▶ What this task involves
Please copy the material word for word, starting at its first line and ending at the line that contains "[483,245,540,297]", with both of those lines included. Leave the pictures out of your copy.

▶ Supplied data

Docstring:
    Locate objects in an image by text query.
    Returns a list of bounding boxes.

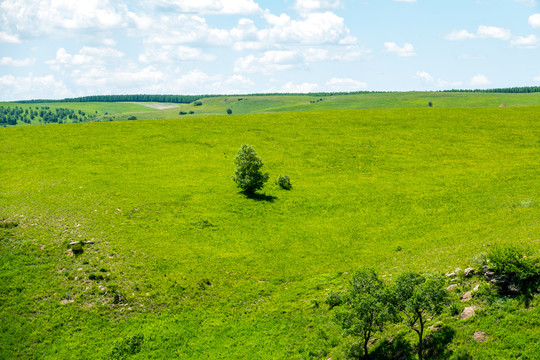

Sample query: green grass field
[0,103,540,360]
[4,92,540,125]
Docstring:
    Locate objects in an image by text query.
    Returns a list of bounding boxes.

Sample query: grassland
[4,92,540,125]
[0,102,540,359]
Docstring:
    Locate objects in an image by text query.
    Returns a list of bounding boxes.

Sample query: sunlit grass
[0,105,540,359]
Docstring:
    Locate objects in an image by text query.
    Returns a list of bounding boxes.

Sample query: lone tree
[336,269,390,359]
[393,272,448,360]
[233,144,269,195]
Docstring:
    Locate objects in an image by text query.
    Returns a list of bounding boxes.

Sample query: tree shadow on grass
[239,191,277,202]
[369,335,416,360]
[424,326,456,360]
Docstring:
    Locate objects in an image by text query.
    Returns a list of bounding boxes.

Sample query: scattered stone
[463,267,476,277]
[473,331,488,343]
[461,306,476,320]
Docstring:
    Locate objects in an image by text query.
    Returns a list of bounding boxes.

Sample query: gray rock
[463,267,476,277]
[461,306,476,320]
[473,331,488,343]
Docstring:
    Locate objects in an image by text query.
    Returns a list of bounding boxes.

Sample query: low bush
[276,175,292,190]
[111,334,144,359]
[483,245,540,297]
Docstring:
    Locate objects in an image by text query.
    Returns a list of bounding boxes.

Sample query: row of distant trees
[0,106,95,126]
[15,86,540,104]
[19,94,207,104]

▶ The completed task
Docstring:
    Locate objects in an image by text query.
    Returns a list of bounding boxes.


Sample query: green grass field
[0,103,540,360]
[4,92,540,125]
Docstring:
    Locate objects in an image by text query.
    Returns a list of bounding boxes.

Sample query: grassland
[4,92,540,125]
[0,102,540,359]
Docstring:
    Locate objects in an image by text query.
    Returns a list of bounding boxes.

Sample query: sunlit grass
[0,105,540,359]
Docstring:
    Locate objects in an image by text query.
    Returns a list of bounding boxes.

Sample query: lone tree
[336,269,390,359]
[393,272,448,360]
[233,144,269,195]
Docstring:
    Locate objects in an image by text query.
    Returns a list of bounding boxes.

Sample query: tree shadow on grass
[239,191,277,202]
[369,335,416,360]
[424,326,456,360]
Docstring:
    Locate objects in an image by text query.
    Returns a list of bounding boxes.

Sample query: scattered stone
[463,267,476,277]
[473,331,488,343]
[461,306,476,320]
Docstring:
    Locate objects in an image by text query.
    Returns a list of bounding boxes.

Sample query: gray rock
[463,267,476,277]
[461,306,476,320]
[473,331,488,343]
Docstring:
    Locate objects in an image by text query.
    Returns a list of bounding boxes.

Sample query: low bush
[276,175,292,190]
[111,334,144,359]
[483,245,540,297]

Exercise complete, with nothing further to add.